**Excerpted passage:**
■ ■ ■
Posted by Bill Sandweg on 19 March 2015.
Many states have what are called “Apology Statutes”. These statutes permit a doctor or hospital to apologize for an injury suffered by a patient without worrying that their expression of sympathy or sorrow will be used against them in court. Typically, the statutes provide that evidence of an apology by the defendant is not admissible in a malpractice case against the apologizing doctor or hospital.
Not to be outdone by other states, your representatives at the Arizona Legislature have gone the extra mile. You may be and should be surprised to learn that if your doctor comes to you after your operation and tells you that she made a terrible mistake, that the bad outcome you suffered was all her fault because she was hung over from a night of binging on cocaine, her admission cannot be used at trial against her. See A.R.S. Section 12-2605. No matter how many times a doctor or hospital representative tells you that what happened was all their fault, no matter what they tell you was the reason they negligently killed your loved one, their admissions cannot be used against them at trial. On the other hand, if YOU make even an ambiguous statement about fault after an automobile accident, you may never stop hearing about it at trial.
Doctors and hospitals should be allowed to express sympathy or sorrow for what happened to their patient without having to worry about whether the statement will be used against them. That said, an admission by a doctor that he was drunk when he operated on you and that is why he put your artificial hip in backwards should be able to be used against them. After telling you it was all their fault, they should not be allowed to get up in front of the jury and claim that they were blameless. If you agree with me on this, let your legislator know that you don’t think it’s fair.
■ ■ ■
**Work task 1:** In the post on apology statutes, list every sentence containing the word "should" in the paragraph that begins "Doctors and hospitals should be allowed".
**Work task 2:** Rewrite the post on apology statutes starting at "Many states have" and ending at "doctor or hospital.", switching each "doctor" to "physician".
Nothing asked here requires the items.

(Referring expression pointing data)
■ ■ ■
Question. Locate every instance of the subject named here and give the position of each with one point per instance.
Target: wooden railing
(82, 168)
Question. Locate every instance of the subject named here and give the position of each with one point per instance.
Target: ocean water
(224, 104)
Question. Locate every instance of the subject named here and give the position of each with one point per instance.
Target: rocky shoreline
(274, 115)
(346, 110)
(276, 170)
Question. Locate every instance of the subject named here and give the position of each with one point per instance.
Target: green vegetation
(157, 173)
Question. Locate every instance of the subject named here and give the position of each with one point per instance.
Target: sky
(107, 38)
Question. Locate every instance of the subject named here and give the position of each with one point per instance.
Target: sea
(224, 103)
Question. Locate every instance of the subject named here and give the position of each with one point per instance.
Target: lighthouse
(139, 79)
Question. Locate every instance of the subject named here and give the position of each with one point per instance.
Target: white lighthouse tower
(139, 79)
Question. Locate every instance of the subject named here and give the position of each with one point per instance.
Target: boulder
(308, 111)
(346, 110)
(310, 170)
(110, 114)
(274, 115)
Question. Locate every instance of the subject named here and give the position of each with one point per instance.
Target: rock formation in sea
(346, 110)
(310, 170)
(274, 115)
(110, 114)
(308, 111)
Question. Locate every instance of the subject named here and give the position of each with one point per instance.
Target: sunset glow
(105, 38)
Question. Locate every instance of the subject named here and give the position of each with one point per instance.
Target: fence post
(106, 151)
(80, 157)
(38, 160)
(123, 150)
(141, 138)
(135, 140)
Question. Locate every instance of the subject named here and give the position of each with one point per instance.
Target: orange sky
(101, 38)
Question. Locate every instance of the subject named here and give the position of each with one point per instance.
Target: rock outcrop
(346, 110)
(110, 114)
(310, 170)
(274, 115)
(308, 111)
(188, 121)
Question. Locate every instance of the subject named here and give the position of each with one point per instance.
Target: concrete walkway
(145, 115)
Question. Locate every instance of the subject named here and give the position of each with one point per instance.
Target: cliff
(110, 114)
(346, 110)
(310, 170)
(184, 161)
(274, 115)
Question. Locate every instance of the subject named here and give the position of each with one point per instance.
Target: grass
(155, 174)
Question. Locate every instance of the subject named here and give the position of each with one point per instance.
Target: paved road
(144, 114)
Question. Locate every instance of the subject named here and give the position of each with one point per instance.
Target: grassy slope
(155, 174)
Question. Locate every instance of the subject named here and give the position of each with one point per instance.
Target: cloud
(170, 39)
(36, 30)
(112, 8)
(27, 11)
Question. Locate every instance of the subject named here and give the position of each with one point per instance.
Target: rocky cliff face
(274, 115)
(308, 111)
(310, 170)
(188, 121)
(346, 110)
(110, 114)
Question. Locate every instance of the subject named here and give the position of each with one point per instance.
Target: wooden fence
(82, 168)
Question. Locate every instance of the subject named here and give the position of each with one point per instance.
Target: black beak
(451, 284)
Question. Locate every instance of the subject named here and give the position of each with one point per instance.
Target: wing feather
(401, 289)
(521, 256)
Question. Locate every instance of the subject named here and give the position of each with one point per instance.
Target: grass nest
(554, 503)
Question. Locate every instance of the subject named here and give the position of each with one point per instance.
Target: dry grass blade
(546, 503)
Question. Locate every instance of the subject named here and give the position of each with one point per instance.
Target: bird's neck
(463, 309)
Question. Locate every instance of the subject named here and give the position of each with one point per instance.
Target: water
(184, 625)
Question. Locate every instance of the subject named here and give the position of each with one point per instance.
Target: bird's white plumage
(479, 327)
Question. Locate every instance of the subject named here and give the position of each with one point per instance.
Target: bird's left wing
■ ■ ■
**Written solution 1:**
- Doctors and hospitals should be allowed to express sympathy or sorrow for what happened to their patient without having to worry about whether the statement will be used against them.
- That said, an admission by a doctor that he was drunk when he operated on you and that is why he put your artificial hip in backwards should be able to be used against them.
- After telling you it was all their fault, they should not be allowed to get up in front of the jury and claim that they were blameless.

**Written solution 2:**
Many states have what are called “Apology Statutes”. These statutes permit a physician or hospital to apologize for an injury suffered by a patient without worrying that their expression of sympathy or sorrow will be used against them in court. Typically, the statutes provide that evidence of an apology by the defendant is not admissible in a malpractice case against the apologizing physician or hospital.